▸ Task A
Reproduce the full passage on commercial insurance pricing word for word.

▸ Reading passage
Commercial property insurance buyers could see prices fall from 10 to 20 percent on non-catastrophe risks in 2014 thanks to the influx of alternative capital to the insurance industry, insurance and reinsurance broker Willis Group Holdings says in its updated forecast.
Pricing for risks exposed to natural catastrophes such as hurricanes will likely decrease in the 5 to 10 percent range, the broker says.
For commercial casualty insurance lines, buyers should expect a continuation of single-digit increases, with higher rate hikes in some states such as California.
The downward pressure for next year’s pricing is being driven by an influx of alternative capital to the insurance industry, particularly the segment devoted to catastrophic property risk, according to Willis.

▸ Given data
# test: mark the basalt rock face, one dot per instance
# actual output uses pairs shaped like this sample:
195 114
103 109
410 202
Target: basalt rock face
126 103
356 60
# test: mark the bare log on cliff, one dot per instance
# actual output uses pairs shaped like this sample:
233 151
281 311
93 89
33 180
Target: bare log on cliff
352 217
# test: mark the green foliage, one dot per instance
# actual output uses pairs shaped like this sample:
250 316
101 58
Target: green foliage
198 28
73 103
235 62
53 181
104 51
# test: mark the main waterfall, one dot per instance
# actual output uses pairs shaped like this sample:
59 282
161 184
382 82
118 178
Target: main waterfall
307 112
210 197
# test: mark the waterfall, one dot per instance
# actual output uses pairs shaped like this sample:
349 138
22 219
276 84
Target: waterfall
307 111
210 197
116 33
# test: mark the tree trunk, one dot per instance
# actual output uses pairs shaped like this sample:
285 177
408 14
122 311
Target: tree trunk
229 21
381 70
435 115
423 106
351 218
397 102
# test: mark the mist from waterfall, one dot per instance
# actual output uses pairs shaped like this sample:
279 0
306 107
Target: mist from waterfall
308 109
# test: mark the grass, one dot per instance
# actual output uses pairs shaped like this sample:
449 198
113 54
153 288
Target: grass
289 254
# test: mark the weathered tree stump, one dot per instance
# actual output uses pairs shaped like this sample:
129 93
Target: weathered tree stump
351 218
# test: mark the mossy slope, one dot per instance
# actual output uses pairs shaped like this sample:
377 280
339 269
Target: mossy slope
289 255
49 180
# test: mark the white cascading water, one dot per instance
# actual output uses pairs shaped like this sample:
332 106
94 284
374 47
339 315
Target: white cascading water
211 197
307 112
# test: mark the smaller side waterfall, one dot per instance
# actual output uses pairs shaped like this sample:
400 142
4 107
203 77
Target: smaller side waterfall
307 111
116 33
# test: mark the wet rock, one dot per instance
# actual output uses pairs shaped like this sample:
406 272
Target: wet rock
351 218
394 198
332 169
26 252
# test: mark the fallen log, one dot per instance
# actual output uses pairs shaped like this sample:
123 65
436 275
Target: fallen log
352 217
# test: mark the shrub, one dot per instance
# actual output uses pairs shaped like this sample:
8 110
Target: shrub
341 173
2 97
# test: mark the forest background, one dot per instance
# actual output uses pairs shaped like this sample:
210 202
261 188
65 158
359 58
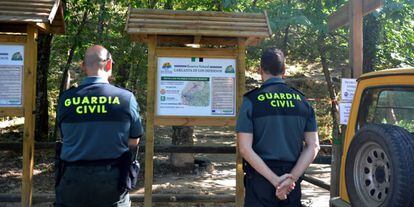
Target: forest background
299 29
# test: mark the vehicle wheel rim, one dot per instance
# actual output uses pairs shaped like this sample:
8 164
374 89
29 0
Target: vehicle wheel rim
372 174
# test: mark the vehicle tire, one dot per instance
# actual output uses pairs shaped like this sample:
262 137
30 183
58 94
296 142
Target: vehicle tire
379 167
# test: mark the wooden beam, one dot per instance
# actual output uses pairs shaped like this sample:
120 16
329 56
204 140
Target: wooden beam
149 138
30 63
193 14
54 11
341 17
197 39
11 112
203 32
12 38
13 28
268 24
44 27
240 83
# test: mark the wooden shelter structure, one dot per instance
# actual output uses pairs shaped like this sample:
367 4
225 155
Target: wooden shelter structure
20 23
190 34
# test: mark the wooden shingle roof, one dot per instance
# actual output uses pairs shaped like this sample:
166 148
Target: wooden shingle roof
46 14
197 23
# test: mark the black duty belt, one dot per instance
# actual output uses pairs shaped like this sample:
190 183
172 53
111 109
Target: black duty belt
92 162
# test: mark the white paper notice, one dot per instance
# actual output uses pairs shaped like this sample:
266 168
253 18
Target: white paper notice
348 87
344 111
11 75
196 87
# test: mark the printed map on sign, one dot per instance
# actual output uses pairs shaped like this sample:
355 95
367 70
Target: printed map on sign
196 87
11 75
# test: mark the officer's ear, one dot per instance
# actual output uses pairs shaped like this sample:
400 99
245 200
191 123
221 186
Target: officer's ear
108 65
83 66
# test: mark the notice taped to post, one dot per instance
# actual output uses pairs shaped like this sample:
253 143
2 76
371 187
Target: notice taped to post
196 87
11 75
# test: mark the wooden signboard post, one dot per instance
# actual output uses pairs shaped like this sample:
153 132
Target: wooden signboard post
20 24
351 14
221 39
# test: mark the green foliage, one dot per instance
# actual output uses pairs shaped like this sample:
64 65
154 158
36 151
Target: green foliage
299 27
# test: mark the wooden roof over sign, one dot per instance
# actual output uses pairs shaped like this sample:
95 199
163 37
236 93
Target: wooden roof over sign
197 24
46 14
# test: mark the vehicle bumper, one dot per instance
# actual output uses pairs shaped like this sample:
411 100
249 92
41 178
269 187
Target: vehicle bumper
338 202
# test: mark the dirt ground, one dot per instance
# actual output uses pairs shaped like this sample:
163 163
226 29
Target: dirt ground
202 181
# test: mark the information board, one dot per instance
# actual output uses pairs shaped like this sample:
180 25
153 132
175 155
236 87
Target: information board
196 86
11 75
344 110
348 87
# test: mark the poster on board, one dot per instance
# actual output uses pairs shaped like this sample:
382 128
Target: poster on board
196 86
11 75
348 87
344 112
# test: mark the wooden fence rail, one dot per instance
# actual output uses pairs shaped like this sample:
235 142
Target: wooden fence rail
136 198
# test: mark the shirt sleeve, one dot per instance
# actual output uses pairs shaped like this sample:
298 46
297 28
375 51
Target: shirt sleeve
244 121
311 125
136 130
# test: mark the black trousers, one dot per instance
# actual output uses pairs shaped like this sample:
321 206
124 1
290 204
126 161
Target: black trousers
259 192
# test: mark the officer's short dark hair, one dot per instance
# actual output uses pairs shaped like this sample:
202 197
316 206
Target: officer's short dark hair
273 61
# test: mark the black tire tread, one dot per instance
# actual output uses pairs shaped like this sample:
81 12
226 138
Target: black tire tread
401 145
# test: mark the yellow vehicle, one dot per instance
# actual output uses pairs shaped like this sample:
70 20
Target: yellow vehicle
377 165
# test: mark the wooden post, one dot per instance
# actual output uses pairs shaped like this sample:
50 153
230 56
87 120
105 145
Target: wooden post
149 142
30 62
241 80
356 40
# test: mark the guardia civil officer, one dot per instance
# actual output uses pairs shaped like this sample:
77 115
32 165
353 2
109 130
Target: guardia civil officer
99 122
274 121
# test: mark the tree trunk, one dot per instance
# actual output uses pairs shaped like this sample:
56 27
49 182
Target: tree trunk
42 104
286 40
101 21
64 81
286 34
183 136
371 37
336 151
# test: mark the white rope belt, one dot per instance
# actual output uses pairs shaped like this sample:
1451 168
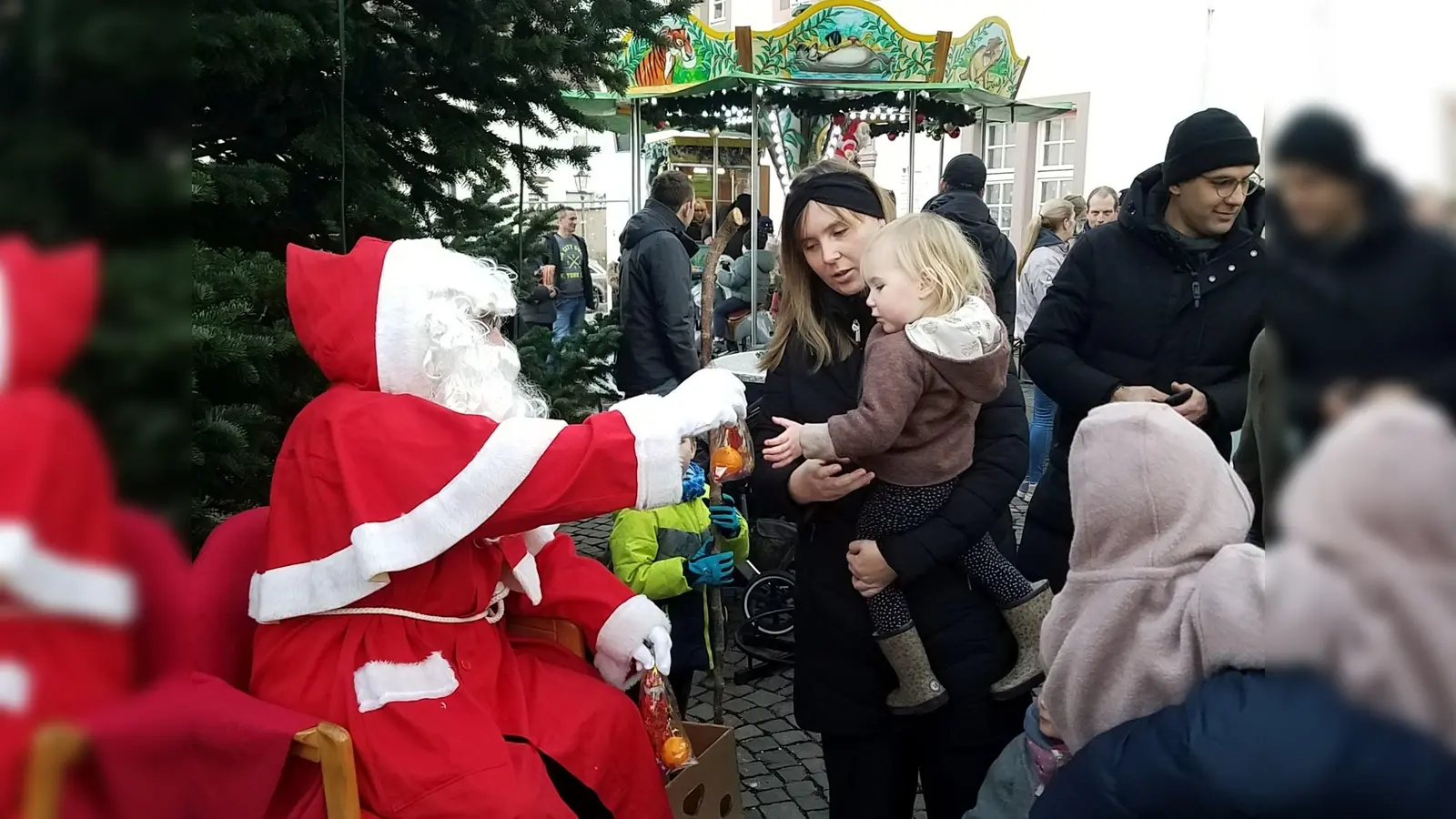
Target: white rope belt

▸ Task B
List each line of the listing that includes the string "black".

▸ Full output A
Commercial property insurance buyers could see prices fall from 10 to 20 percent on non-catastrophe risks in 2014 thanks to the influx of alternative capital to the insurance industry, insurance and reinsurance broker Willis Group Holdings says in its updated forecast.
Pricing for risks exposed to natural catastrophes such as hurricanes will likely decrease in the 5 to 10 percent range, the broker says.
For commercial casualty insurance lines, buyers should expect a continuation of single-digit increases, with higher rate hikes in some states such as California.
The downward pressure for next year’s pricing is being driven by an influx of alternative capital to the insurance industry, particularly the segment devoted to catastrophic property risk, according to Willis.

▸ Full output B
# test: mark the black duty belt, one dot per instance
Target: black duty belt
# test: mark the black trousers, one dot per instance
Target: black trousers
# test: mark the black tire tread, one dot per instance
Target: black tire tread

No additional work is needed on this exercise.